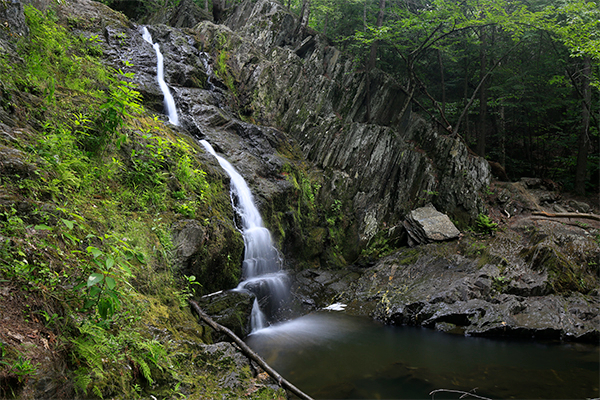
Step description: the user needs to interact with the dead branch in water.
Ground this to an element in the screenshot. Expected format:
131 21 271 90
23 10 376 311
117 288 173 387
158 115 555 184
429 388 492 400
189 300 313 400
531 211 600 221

* * *

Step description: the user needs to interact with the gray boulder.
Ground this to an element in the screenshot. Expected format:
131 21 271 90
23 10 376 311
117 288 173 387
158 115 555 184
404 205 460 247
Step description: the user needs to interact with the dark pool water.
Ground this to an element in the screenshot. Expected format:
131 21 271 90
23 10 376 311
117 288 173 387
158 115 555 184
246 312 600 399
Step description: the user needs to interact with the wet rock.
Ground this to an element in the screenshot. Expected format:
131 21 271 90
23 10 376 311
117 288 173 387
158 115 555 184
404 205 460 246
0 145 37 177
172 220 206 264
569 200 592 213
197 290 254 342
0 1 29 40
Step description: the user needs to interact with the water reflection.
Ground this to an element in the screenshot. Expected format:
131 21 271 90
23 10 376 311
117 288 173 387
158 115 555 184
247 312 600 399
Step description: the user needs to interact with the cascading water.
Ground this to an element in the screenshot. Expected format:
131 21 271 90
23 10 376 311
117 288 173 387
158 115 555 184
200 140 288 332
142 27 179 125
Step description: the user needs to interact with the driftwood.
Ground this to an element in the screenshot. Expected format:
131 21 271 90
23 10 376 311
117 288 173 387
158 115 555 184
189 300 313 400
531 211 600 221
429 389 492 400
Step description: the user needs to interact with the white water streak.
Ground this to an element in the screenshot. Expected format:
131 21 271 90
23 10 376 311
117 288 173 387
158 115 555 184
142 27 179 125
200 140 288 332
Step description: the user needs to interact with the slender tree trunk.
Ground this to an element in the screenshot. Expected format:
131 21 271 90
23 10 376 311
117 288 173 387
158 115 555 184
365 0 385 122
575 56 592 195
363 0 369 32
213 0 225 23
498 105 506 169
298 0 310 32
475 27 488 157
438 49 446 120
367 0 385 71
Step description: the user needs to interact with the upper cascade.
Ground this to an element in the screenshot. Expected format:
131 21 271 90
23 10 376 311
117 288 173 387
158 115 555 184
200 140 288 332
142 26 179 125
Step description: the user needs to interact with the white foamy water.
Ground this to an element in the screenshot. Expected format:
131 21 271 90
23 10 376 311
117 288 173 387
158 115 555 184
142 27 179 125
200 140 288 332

...

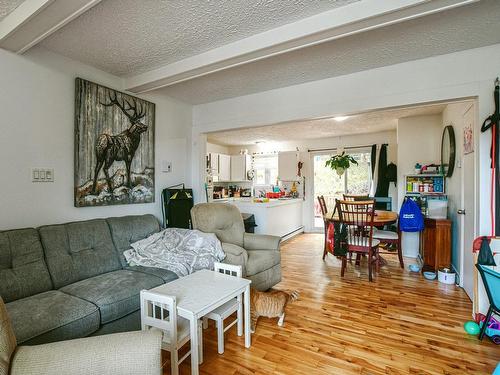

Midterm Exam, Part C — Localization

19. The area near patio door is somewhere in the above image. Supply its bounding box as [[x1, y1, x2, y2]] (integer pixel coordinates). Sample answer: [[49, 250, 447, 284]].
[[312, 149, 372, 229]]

Aim: Copy, word for word, the stretch of the items from the line containing "Step description: the user needs to interact with the water" through the line containing "247 312 600 399", including both of those lines.

Output below:
Step description: the user needs to interact with the water reflection.
Ground this to an element in the screenshot. Expected format:
131 21 271 90
23 10 376 311
117 288 173 387
158 115 555 184
247 312 600 399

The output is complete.